## [Exercise description]
Copy nothing but the lines from the opening of the entries through the line that contains "Need: a dot for each instance, one per instance, like (98,135).", exactly as written. Drop the pictures.

··· Source information

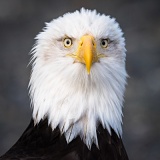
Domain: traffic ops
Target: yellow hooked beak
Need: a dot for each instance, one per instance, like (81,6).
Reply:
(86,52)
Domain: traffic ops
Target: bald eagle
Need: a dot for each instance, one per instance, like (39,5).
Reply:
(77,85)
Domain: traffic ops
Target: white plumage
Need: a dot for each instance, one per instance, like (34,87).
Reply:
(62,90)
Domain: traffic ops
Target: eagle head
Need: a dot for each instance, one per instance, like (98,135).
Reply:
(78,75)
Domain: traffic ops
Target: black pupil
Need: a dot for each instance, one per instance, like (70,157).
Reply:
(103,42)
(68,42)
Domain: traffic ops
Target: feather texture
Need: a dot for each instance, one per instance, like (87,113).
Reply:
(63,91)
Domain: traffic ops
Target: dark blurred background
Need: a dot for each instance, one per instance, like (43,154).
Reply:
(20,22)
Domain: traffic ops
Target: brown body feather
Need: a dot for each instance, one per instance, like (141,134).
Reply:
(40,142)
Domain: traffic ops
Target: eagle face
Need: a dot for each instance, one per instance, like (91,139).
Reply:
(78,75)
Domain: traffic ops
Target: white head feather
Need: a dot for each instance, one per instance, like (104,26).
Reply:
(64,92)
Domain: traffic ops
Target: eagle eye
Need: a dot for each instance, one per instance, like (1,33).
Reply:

······

## [Expected answer]
Domain: traffic ops
Target: yellow hooked beak
Need: a dot for each instance, one per instance, like (81,6).
Reply:
(86,52)
Domain: traffic ops
Target: bald eagle
Need: a dot for each instance, one per instance, like (39,5).
Reply:
(77,85)
Domain: traffic ops
Target: white plumage
Need: a dot for each instance, one per instance, like (34,87).
Reply:
(62,90)
Domain: traffic ops
Target: eagle head
Need: a dot for each instance, one per instance, like (98,135).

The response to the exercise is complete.